Task details >> Every line of the material is to be repeated exactly as it stands.

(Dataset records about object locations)

:::

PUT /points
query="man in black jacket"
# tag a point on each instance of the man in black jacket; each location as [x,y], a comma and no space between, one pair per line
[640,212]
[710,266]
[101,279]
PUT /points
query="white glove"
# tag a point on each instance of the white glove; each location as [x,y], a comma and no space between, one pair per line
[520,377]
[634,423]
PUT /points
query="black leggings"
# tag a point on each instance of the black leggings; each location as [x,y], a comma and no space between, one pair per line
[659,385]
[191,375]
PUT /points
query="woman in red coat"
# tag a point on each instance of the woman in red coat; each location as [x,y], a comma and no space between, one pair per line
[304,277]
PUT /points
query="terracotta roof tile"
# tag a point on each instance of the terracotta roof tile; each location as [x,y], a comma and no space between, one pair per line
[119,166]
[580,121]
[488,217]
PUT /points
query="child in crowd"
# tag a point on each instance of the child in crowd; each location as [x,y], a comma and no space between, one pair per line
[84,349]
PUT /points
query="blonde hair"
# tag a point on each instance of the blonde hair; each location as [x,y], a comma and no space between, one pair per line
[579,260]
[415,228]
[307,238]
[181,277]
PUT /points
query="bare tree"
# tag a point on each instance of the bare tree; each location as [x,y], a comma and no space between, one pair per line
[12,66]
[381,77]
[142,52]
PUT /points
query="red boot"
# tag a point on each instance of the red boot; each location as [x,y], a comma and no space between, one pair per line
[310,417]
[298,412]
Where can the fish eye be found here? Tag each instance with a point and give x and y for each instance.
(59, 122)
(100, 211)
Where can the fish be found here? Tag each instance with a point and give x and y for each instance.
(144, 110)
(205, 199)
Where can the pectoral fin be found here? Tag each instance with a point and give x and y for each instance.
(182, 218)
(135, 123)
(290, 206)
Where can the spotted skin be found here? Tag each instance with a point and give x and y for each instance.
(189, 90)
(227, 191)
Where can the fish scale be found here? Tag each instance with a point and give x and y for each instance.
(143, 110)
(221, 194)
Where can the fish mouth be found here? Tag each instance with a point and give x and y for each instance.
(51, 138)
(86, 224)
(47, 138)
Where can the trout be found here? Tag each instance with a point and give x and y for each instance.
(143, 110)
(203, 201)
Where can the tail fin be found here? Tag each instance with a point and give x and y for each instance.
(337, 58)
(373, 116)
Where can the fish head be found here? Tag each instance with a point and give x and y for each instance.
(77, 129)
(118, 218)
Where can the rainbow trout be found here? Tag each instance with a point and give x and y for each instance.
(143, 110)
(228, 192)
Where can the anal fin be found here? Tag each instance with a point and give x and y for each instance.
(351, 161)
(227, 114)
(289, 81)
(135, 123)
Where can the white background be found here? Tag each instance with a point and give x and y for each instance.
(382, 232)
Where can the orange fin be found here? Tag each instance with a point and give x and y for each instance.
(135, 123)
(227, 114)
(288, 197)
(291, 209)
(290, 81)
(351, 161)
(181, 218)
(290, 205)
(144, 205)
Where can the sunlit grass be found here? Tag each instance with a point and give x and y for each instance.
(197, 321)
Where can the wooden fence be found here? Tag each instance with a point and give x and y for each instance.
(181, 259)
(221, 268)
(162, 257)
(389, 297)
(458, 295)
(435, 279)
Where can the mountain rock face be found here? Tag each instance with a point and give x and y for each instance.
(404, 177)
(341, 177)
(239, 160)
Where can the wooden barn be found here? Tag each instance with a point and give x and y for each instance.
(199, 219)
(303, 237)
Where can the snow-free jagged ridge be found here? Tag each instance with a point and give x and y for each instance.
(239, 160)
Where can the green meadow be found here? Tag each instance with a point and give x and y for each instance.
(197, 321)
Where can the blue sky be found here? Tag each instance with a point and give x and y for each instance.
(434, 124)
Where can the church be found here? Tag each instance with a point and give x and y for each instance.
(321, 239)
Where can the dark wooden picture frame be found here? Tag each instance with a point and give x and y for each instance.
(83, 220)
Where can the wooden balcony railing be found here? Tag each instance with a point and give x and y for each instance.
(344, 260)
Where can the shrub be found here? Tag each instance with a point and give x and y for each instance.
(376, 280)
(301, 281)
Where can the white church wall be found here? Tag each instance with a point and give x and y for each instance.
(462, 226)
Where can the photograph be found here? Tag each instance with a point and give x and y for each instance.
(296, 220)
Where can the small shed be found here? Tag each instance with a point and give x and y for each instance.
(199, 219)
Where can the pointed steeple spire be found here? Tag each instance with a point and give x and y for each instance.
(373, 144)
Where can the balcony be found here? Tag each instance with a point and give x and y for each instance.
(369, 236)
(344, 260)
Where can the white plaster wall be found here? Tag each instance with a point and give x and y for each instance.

:::

Final answer >>
PUT /points
query="man in black jacket"
# tag a point on each instance of the man in black jacket; each location as [x,y], a comma and no space between, one pair per line
[640,212]
[710,266]
[101,279]
PUT /points
query="white glove"
# tag a point on each instance of the white glove; each location as [x,y], a comma and no space between, one pair per line
[520,377]
[634,423]
PUT /points
query="black leggings"
# tag a point on each instance of the black leggings; each location as [x,y], a comma and no space between, one pair per line
[659,385]
[191,375]
PUT /points
query="woman in red coat"
# tag a point on each instance of the woman in red coat; each location as [x,y], a comma and no space between, one pair per line
[304,277]
PUT /points
query="terracotta roof tile"
# tag a point on each instance of the terracotta roof tile; each location as [x,y], a comma and no space between, one pair per line
[119,166]
[580,121]
[488,217]
PUT /points
query="child in crowd"
# tag a point on each instance of the child in crowd; each location as [x,y], a comma and no space between, one pair per line
[84,349]
PUT /points
query="blonde hair"
# tag a point on each instance of the blonde hair; each location as [x,y], a comma and no space between, one pair per line
[579,260]
[415,228]
[307,238]
[181,277]
PUT /points
query="bare tree"
# tag a point on each instance of the bare tree; each location as [x,y], a comma and no space between, one pair per line
[12,66]
[381,77]
[142,52]
PUT /points
query="red boot"
# tag a point on each instance of the red boot; each location as [x,y], a comma and no space between, one pair per line
[310,417]
[298,412]
Where can the fish eye be found here? Tag each instance with a point and give x and y for each instance.
(59, 122)
(100, 211)
Where can the fish be found here? Tag each instance with a point and give x and y for each instance.
(144, 110)
(205, 199)
Where can the pectoral fin be found here? Tag each instance with a point and give x and y for each instance.
(182, 218)
(135, 123)
(290, 206)
Where can the spotted skin be found here? Tag each instance with a point and give x and y for each instance.
(189, 90)
(227, 191)
Where can the fish scale be found here? Tag each instance with a point and give x and y for each instance.
(143, 110)
(221, 194)
Where can the fish mouth be found here? Tag each instance with a point and give x and y for each instance.
(51, 138)
(86, 224)
(47, 138)
Where can the trout be found here? Tag each instance with a point and give x and y for each instance.
(143, 110)
(203, 201)
Where can the tail fin be found here? Tag each instance with a point and give x and y for each instance.
(337, 58)
(373, 116)
Where can the fish head be found here? Tag each instance with a point and give x and y for each instance.
(77, 129)
(118, 218)
Where can the rainbow trout be found here? Tag each instance with a point and give x and y for each instance.
(143, 110)
(228, 192)
Where can the anal fin be found here? Tag each instance with a point and give x and y for each instance.
(351, 161)
(227, 114)
(289, 81)
(135, 123)
Where can the white background be found here? Tag each instance with a point and give x and y for each instance.
(382, 232)
Where can the orange fin be found here? Tag each instance with a point and give x and y for each instance.
(135, 123)
(227, 114)
(288, 197)
(291, 209)
(290, 81)
(351, 161)
(181, 218)
(290, 205)
(144, 205)
Where can the sunlit grass be found here? Tag each instance with a point and give x and y for each instance.
(197, 321)
Where can the wooden fence be found here? Tag each instance with a point and give x and y for each instance.
(181, 259)
(221, 268)
(162, 257)
(389, 297)
(458, 295)
(435, 279)
Where can the mountain rock face be found here? Tag each instance with a point and give x and y for each instance.
(404, 177)
(341, 177)
(239, 160)
Where can the wooden barn be found here? Tag each instance with a point and give x and y for each instance.
(199, 219)
(303, 237)
Where can the snow-free jagged ridge be found here? Tag each instance with a point and give x and y for each instance.
(239, 160)
Where can the green meadow be found here? Tag each instance with a point and give x and y for each instance.
(197, 321)
Where can the blue sky be found here? Tag each instance with a point and give x and y for each instance.
(434, 124)
Where can the church be found here? Tag each instance with a point and give x and y for each instance.
(321, 239)
Where can the dark wooden picture frame be found here? Tag each instance with a point and give x and y for each instance.
(83, 220)
Where can the wooden balcony railing be found here? Tag each instance with a point and give x and y for each instance.
(344, 260)
Where can the shrub be found here? Tag each instance with a point and give x and y for each instance.
(376, 280)
(301, 281)
Where can the white church wall be found here? Tag each instance with a point and give x and y for each instance.
(462, 226)
Where can the photograph be found here? Tag each instance with a point and give x and y for each instance.
(296, 220)
Where can the small shed be found here? Tag each instance with a point and give x and y for each instance.
(199, 219)
Where can the pointed steeple spire be found here? Tag each instance with a point and give x and y for each instance.
(373, 144)
Where can the balcony be found here? Tag each instance with a point and give x and y for each instance.
(369, 236)
(344, 260)
Where can the white plaster wall be found here? Tag each instance with a point and give x and y for each instance.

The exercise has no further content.